→ **What the exercise asks**
Return the records exactly, with nothing added.

→ **Stored data entries**
=== Section Start ===

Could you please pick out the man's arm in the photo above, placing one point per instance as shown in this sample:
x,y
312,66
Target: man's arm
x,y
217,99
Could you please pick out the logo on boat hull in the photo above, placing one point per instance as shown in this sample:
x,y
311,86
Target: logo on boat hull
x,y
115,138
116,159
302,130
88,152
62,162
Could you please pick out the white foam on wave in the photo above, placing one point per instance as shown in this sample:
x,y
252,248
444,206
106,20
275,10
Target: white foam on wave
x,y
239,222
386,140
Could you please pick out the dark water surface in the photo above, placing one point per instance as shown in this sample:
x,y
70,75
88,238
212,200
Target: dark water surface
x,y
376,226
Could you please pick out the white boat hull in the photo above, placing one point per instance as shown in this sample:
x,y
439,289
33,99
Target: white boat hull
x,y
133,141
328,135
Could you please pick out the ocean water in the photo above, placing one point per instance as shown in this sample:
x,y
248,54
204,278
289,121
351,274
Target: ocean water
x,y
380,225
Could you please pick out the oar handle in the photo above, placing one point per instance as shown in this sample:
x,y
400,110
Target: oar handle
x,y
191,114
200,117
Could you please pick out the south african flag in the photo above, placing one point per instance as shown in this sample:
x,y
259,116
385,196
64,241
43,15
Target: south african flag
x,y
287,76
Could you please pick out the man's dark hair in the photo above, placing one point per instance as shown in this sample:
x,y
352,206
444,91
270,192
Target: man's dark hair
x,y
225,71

=== Section End ===

→ **Result below**
Could you please pick out the man's arm in the photo above, placing one point per instance as shown in this sample:
x,y
312,66
Target: man's arm
x,y
217,99
Could you please pick out the logo on boat hull in the photo above, placing one point per instance as shown in this sample:
x,y
311,86
Target: logo on boat hull
x,y
115,138
116,159
302,130
88,152
62,162
Could you please pick out the white foam on wave in the photo above, placing one point per instance as shown in this sample:
x,y
252,248
444,206
106,20
275,10
Target: white foam on wave
x,y
239,222
386,140
Could you please pick out the dark water surface in the photo above, placing one point per instance as shown in this sample:
x,y
70,75
88,238
212,200
Target: dark water surface
x,y
376,226
Could you please pick out the white boat hull in the photo above, placing one point per instance as shown in this sample:
x,y
439,289
33,99
Target: white boat hull
x,y
133,141
328,135
Could you please pick out the ocean water in the photo above, placing one point per instance as shown in this sample:
x,y
248,54
204,278
289,121
351,274
Target: ocean water
x,y
380,225
Could you please pick out the oar handle in the photo above, placing one point per instance as shown in this sample:
x,y
400,110
Target: oar handle
x,y
191,114
200,117
Could you please pick out the south african flag in the photo above, placing one point per instance as shown in this sample:
x,y
259,116
385,196
64,241
43,15
Target: south african flag
x,y
287,76
Could you please pick out the man's dark hair in the photo above, placing one point per instance as shown in this sample:
x,y
352,206
444,91
270,192
Target: man's dark hair
x,y
225,71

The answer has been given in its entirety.